**Text excerpt**
* Start *

Manchester United are on a post-season tour for the first time since 1986 when the team also ended up in Hong Kong and played in front of a mere 4,575. Sir Alex Ferguson became manager six months later and put a stop to them — though he always accepted the commercial need for United tours.

Before that, post-season tours were semi-regular from the end of the Second World War and United visited places unimaginable today, away for weeks and in conditions that would do more than raise eyebrows.

As the current team continue a tour that began with defeat, boos and an open-top bus, Andy Mitten looks back at United’s previous post-season tours, including an armed robber, an offer to move to Colombia, and the time they joined up with Spurs as “Tottman”.


Ireland, 1948

Following victory in the 1948 FA Cup final, Sir Matt Busby took his team on a mini-tour where they played a Bohemians XI (which included six Blackpool players who had taken on and lost to United in the cup final) at Dublin’s Dalymount Park in front of 37,500, with my great-uncle, winger Charlie Mitten, scoring the only goal in a 2-1 defeat.

United stayed in Dublin to play a Shelbourne XI, which included several guesting English Football League footballers, four days later, winning 4-3 in front of 25,000. United played Linfield at Belfast’s Windsor Park on the same tour, a 4-3 win. My grandfather gave me a copy of the match programme, which is worth hundreds.

United went back to Ireland after the following season. The club have always been popular in Ireland and have played several post-season games there over the years.


United States and Canada, May and June, 1950

United have toured the U.S. multiple times, playing to huge crowds. The training facilities, security, opposition, match fees and organisation appeal and the team will return in July, but it’s a far cry from United’s first visit in 1950.

The players sailed to New York on the Queen Mary for a mammoth post-season tour, travelling tourist class and causing excitement among admiring passengers. However, the glamour faded soon after the team docked in Manhattan. Results were poor and the travelling, mostly by train, wore the team out. Expenses of $5 a day had to be spent on meals, denying the players the opportunity to spend their hard-earned money in this consumer paradise.

* End *

**Aim of the exercise**
In the piece on United's post-season tours, repeat the passage starting at "Following victory in" and ending at "over the years.", swapping "Dublin" for "the Irish capital" wherever it occurs.

**Information provided**
* Start *

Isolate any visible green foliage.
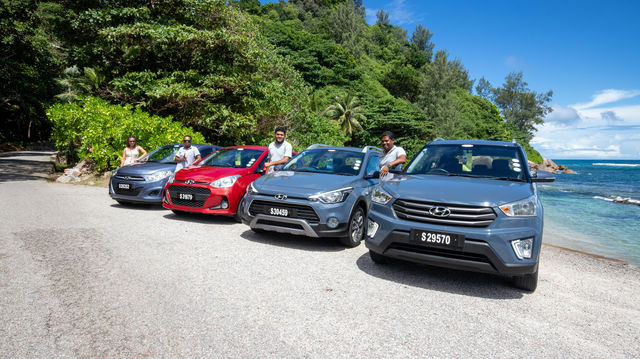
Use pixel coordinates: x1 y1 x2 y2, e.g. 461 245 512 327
47 96 205 172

* End *

**Reply**
Following victory in the 1948 FA Cup final, Sir Matt Busby took his team on a mini-tour where they played a Bohemians XI (which included six Blackpool players who had taken on and lost to United in the cup final) at the Irish capital’s Dalymount Park in front of 37,500, with my great-uncle, winger Charlie Mitten, scoring the only goal in a 2-1 defeat.

United stayed in the Irish capital to play a Shelbourne XI, which included several guesting English Football League footballers, four days later, winning 4-3 in front of 25,000. United played Linfield at Belfast’s Windsor Park on the same tour, a 4-3 win. My grandfather gave me a copy of the match programme, which is worth hundreds.

United went back to Ireland after the following season. The club have always been popular in Ireland and have played several post-season games there over the years.